- Records provided -

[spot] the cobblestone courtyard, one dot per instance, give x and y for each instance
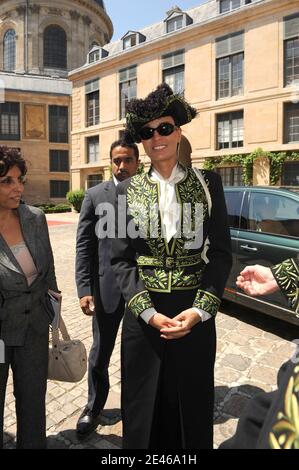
(251, 349)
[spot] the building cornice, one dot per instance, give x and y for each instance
(92, 7)
(215, 26)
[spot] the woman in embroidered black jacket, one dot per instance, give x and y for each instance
(172, 288)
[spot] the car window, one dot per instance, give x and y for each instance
(273, 213)
(233, 202)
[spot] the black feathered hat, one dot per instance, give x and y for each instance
(159, 103)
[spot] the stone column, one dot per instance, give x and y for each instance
(33, 41)
(73, 48)
(261, 172)
(85, 49)
(20, 40)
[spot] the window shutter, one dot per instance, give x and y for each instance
(173, 60)
(128, 74)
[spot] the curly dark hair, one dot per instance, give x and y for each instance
(159, 103)
(9, 158)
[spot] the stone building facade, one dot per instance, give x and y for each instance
(237, 62)
(40, 42)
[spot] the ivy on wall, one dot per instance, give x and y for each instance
(276, 159)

- Work instructions -
Retype every record above verbatim, omitting the picture lines.

- Result of the exercise -
[spot] the cobblestone courtyard, one dot per instance, give x and y for each instance
(251, 349)
[spot] the building cornice, one dot per instance, give x and y for each instance
(92, 7)
(215, 26)
[spot] the woman in embroidered black jacket, one dot per instance, give x and y for each instance
(172, 288)
[spot] the car window, one dot per instance, give x and y for each instance
(273, 213)
(233, 202)
[spot] the black feathered hat, one dot per instance, give x and y for each instance
(159, 103)
[spot] the stone column, one dot per instance, give x and y for each instance
(33, 41)
(73, 48)
(261, 172)
(85, 49)
(20, 40)
[spot] the window shutter, one dot per instance, give x and y for each instance
(173, 60)
(128, 74)
[spot] the curly dark hair, one dot per instance, give x and y for each instance
(159, 103)
(9, 158)
[spot] the stone building facade, one dot per instance, give x and y for each instance
(237, 62)
(40, 42)
[spot] the ivy on wall, one dot per instance, give x and y for each instance
(276, 159)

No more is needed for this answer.